■ **Set problem 1**
Output the section of the passage on AIC and BIC starting at "A similar measure" and ending at "the BIC() function.", copied word for word.
■ **Set problem 2**
Render this sentence from the passage on AIC and BIC in Spanish: "Its utility comes when we compare AIC values of different candidate models for the same data (covered in chapter 9)."
■ **Set problem 3**
Resume the passage on AIC and BIC after its final line and keep writing it.

■ **Passage provided**
It should be noted that, in itself, the value of AIC for a given date set and model has no meaning. Its utility comes when we compare AIC values of different candidate models for the same data (covered in chapter 9). Later on, as regression models become more complex with the inclusion of potentially many predictor variables, we will revisit AIC to help us in the selection of the “best” model among many choices.

A similar measure is known as the Bayesian Schwarz Information Criteria (Schwarz (1978)), or BIC. It is calculated with the formula

\[BIC = n\log(RSS/n) + \log(n)p\]

and is calculated in R with the BIC() function.

BIC(appraisal.fit)

■ **Detection annotation records**
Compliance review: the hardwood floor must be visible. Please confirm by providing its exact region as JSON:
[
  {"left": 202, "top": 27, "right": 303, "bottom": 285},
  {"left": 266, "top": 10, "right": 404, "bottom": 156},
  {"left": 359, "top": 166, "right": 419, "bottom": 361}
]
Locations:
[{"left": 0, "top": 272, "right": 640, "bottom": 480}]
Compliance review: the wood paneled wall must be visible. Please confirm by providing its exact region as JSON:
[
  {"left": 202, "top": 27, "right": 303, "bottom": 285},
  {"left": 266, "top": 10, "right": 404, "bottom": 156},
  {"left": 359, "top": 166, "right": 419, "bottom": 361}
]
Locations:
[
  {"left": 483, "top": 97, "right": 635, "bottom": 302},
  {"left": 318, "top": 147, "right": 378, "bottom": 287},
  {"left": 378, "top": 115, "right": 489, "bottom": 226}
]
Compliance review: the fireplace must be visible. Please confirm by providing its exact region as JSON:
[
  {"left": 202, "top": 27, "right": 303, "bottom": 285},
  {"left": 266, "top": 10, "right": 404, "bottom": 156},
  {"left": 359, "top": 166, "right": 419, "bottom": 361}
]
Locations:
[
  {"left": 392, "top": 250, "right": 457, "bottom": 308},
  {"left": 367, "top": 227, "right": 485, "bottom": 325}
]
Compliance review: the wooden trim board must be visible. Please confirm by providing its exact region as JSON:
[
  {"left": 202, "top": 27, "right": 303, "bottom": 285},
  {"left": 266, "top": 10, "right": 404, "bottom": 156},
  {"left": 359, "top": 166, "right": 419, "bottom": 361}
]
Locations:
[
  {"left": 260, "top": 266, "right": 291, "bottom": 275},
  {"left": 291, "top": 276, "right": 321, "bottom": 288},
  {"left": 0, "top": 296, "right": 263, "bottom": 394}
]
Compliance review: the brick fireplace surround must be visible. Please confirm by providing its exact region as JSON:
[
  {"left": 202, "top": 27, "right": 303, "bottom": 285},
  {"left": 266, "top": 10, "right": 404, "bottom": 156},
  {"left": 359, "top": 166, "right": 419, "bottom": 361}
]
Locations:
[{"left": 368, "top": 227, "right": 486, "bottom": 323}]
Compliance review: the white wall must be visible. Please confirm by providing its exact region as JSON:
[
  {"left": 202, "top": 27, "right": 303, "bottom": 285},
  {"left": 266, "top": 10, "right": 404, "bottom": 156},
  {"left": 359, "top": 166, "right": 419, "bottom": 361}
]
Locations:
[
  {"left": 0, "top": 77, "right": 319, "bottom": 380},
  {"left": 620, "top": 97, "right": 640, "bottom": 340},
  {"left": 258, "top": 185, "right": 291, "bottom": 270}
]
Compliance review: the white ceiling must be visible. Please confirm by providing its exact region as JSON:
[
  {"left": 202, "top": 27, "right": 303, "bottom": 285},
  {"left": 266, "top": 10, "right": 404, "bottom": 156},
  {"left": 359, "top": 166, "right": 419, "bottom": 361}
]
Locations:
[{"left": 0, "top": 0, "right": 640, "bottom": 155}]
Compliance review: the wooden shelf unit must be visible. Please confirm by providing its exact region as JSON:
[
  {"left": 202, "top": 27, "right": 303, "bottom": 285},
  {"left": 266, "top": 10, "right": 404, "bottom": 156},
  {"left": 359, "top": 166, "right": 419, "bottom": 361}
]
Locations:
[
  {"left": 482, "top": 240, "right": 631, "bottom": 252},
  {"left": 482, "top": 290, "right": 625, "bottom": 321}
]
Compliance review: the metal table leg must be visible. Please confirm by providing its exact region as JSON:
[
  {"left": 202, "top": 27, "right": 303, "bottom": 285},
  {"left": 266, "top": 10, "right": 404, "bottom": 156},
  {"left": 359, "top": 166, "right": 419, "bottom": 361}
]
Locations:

■ **Expected answer 1**
A similar measure is known as the Bayesian Schwarz Information Criteria (Schwarz (1978)), or BIC. It is calculated with the formula

\[BIC = n\log(RSS/n) + \log(n)p\]

and is calculated in R with the BIC() function.

■ **Expected answer 2**
Su utilidad surge cuando comparamos los valores de AIC de distintos modelos candidatos para los mismos datos (tema tratado en el capítulo 9).

■ **Expected answer 3**
## [1] 426.334

References

Akaike, H., Information Theory and an Extension of the Maximum Likelihood Principle, in Selected Papers of Hirotugu Akaike, Springer New York, pp. 199–213, 1973.
Kutner, M. H., Nachtsheim, C., Neter, J. and Li, W., Applied Linear Statistical Models, New York, NY: McGraw-Hill Irwin, 2004.
McClave, J. T., Benson, P. G. and Sincich, T., Statistics for Business and Economics, Pearson Prentice Hall, 2008.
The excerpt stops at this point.